What you have to do:
In the data below, retype exactly the line that contains "Target: black baseball cap" and every line after it, through the last.

---- Data supplied

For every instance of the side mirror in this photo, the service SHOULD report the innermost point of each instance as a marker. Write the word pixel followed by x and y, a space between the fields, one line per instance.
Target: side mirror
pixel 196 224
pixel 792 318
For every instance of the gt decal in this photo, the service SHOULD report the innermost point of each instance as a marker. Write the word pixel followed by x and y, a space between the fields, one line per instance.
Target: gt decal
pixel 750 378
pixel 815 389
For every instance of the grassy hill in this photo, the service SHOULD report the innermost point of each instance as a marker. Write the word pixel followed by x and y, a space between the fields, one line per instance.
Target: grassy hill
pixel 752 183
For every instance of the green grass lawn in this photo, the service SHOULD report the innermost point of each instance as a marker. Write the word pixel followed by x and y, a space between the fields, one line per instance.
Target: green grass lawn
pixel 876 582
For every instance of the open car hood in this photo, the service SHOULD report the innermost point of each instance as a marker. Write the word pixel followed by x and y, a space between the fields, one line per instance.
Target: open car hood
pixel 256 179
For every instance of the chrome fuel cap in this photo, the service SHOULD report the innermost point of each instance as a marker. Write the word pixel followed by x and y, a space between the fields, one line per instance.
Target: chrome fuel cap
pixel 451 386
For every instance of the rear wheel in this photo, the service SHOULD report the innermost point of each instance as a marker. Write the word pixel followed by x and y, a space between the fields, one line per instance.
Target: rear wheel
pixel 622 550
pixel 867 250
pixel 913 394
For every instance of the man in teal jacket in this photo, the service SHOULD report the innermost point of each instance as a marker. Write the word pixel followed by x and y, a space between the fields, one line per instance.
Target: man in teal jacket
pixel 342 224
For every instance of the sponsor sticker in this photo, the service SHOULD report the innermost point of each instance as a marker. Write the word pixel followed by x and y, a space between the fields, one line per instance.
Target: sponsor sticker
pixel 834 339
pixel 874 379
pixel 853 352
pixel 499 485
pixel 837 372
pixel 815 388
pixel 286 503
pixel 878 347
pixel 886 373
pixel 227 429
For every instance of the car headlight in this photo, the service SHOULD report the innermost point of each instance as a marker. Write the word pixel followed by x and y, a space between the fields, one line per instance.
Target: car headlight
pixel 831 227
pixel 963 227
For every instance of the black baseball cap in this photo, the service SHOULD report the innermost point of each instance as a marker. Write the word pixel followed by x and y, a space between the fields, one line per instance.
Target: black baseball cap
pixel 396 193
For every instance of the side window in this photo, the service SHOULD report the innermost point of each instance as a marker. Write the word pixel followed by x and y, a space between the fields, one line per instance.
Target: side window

--------

Response area:
Target: black baseball cap
pixel 396 193
For every instance of the side window in this photo, the service SHOULD report the innermost point of each instance as a marker. Write the word pixel followed by x and y, a space between the fields, one line per instance.
Target: side window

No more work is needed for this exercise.